==== RAW RECORDS
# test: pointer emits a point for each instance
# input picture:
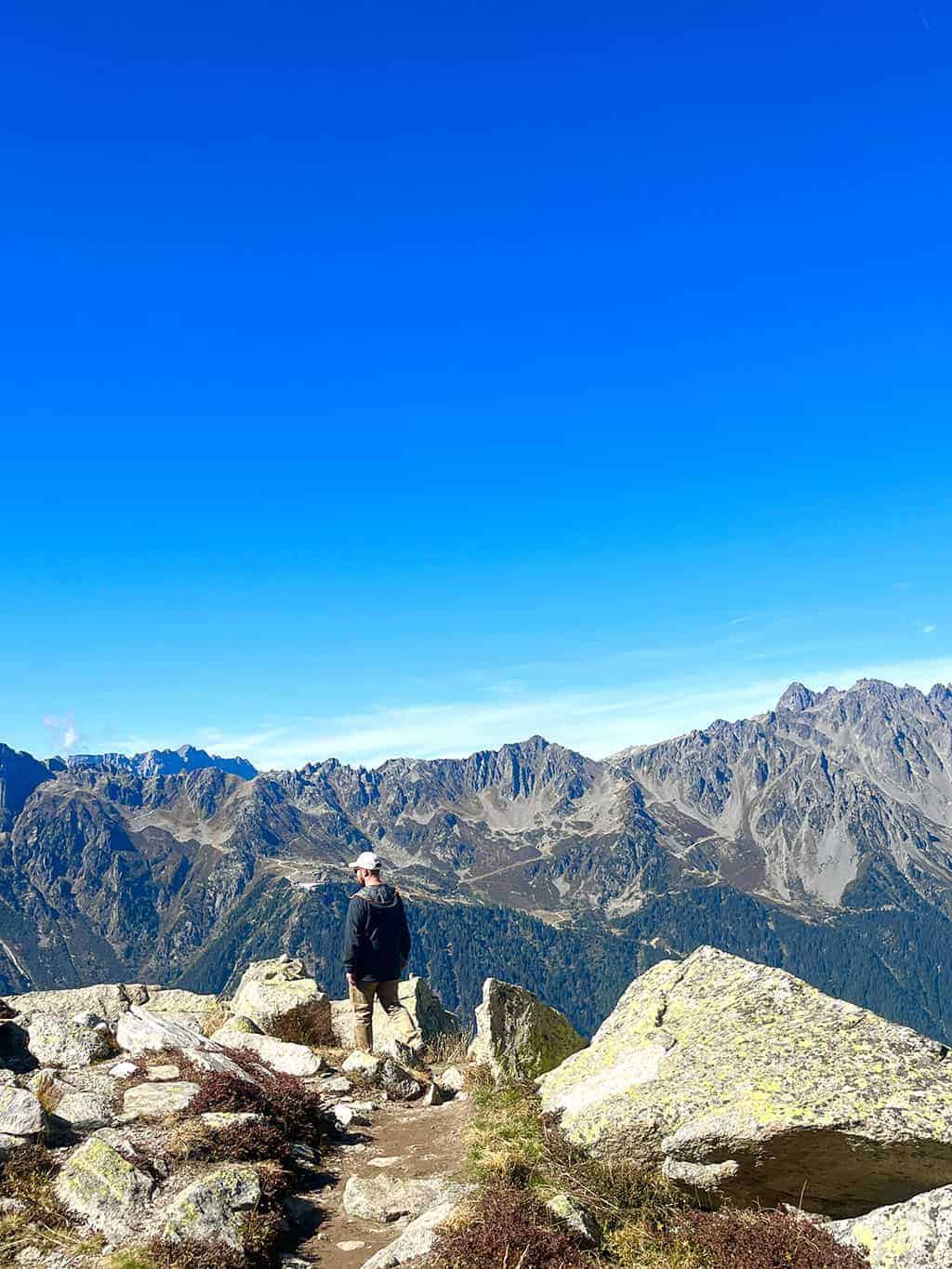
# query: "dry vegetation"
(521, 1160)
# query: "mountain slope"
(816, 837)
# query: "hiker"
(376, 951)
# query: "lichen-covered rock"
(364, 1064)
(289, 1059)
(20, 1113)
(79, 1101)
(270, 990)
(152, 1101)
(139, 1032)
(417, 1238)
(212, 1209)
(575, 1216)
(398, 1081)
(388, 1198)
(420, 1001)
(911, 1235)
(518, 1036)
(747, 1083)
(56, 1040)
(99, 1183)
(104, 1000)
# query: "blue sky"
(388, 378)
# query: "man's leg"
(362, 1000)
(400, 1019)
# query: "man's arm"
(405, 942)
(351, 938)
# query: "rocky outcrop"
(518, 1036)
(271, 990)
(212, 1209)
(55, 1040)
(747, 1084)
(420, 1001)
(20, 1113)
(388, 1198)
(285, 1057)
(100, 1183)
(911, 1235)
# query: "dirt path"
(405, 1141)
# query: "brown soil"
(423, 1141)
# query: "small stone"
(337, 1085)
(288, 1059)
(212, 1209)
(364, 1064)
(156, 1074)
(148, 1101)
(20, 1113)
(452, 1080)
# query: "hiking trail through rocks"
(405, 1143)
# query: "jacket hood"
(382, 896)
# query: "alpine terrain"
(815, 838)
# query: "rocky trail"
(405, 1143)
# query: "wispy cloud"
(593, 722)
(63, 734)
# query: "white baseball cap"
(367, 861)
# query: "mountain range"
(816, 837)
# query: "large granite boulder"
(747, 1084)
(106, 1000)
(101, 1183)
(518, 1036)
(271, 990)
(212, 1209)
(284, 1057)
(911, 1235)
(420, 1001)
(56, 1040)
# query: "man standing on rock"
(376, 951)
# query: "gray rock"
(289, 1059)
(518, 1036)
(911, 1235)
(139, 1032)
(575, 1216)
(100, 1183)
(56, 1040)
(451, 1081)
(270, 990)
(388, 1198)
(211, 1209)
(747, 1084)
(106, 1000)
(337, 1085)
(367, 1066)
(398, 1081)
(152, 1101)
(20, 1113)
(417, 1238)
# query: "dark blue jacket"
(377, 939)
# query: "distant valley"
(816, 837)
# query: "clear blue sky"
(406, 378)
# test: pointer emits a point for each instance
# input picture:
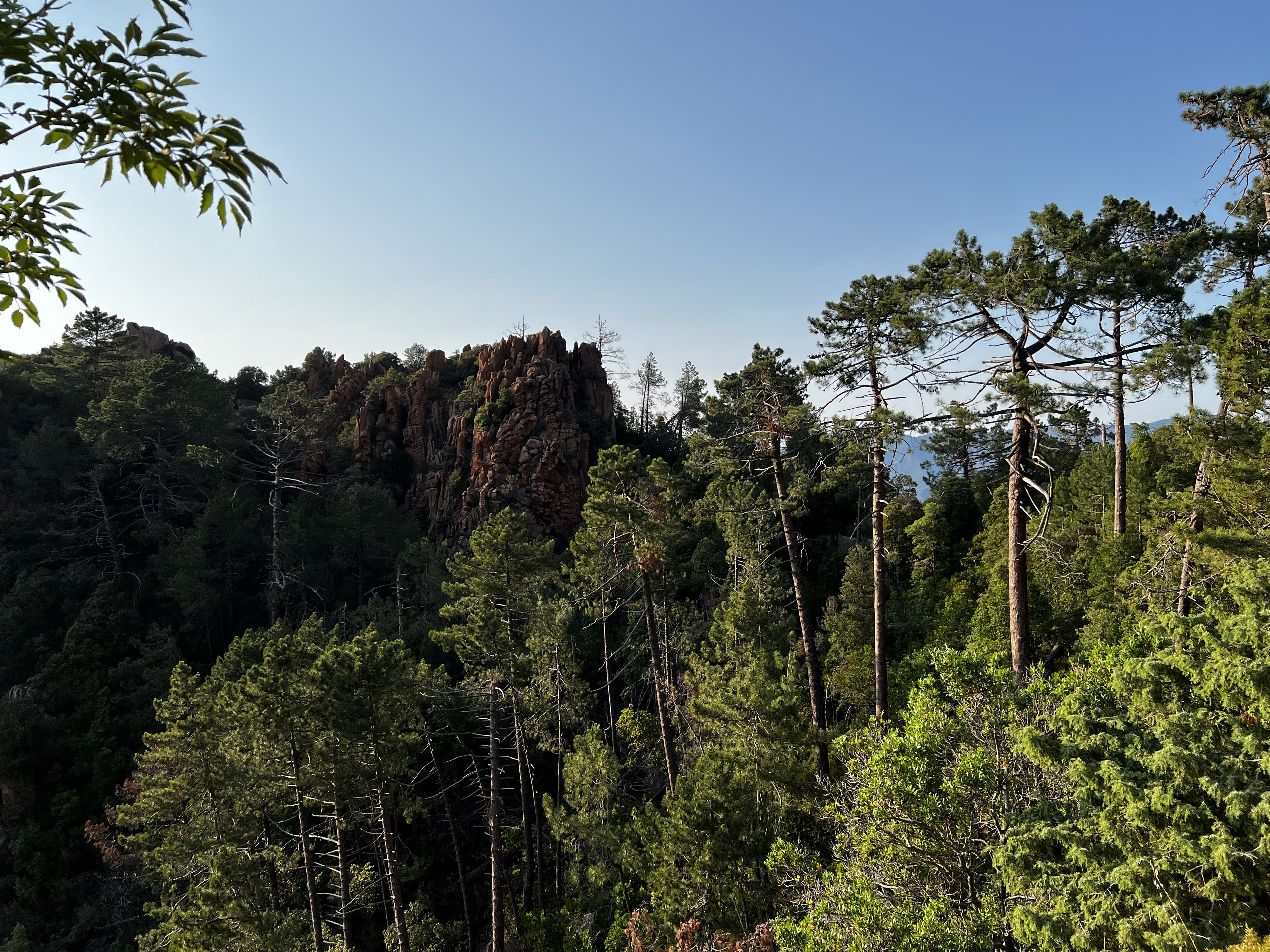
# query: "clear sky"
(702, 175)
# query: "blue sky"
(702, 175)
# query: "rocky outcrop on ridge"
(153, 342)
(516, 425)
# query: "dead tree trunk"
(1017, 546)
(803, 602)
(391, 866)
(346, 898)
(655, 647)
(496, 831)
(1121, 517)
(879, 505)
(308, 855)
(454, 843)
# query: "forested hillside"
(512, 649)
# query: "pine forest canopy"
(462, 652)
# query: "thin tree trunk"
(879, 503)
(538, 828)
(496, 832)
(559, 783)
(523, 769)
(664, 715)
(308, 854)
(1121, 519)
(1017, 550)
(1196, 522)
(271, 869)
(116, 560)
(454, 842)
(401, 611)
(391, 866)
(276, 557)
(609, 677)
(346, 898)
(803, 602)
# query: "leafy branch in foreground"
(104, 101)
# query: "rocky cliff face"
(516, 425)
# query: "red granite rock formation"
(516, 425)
========
==== RAW RECORDS
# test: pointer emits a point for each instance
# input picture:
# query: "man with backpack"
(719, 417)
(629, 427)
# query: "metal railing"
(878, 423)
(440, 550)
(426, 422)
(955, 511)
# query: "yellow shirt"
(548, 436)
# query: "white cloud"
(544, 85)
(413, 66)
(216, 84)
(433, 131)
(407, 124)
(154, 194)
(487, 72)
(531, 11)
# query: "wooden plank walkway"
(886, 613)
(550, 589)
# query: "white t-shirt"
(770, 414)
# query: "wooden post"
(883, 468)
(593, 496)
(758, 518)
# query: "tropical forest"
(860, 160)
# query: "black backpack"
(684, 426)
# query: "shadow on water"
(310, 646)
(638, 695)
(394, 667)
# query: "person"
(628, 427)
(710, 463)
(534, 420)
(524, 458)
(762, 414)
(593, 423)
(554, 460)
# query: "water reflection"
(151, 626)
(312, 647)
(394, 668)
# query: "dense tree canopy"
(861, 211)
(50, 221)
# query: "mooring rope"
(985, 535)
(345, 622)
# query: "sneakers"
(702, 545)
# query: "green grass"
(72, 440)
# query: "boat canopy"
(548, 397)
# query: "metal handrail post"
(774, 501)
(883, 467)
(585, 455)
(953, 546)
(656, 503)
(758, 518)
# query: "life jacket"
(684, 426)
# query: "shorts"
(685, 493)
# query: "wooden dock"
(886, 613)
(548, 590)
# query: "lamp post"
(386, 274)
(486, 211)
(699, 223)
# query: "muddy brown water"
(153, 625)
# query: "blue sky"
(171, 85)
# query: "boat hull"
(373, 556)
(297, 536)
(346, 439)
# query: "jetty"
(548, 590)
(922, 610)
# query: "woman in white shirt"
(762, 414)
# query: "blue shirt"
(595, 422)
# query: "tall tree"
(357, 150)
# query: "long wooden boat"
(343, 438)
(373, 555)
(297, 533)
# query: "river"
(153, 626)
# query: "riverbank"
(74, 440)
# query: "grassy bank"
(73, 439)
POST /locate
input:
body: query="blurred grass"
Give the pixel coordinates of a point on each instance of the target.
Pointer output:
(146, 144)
========
* WORK REQUIRED
How many lines in the data above contain the string "trail"? Case counts, so report only the number.

* PROBLEM SOLUTION
2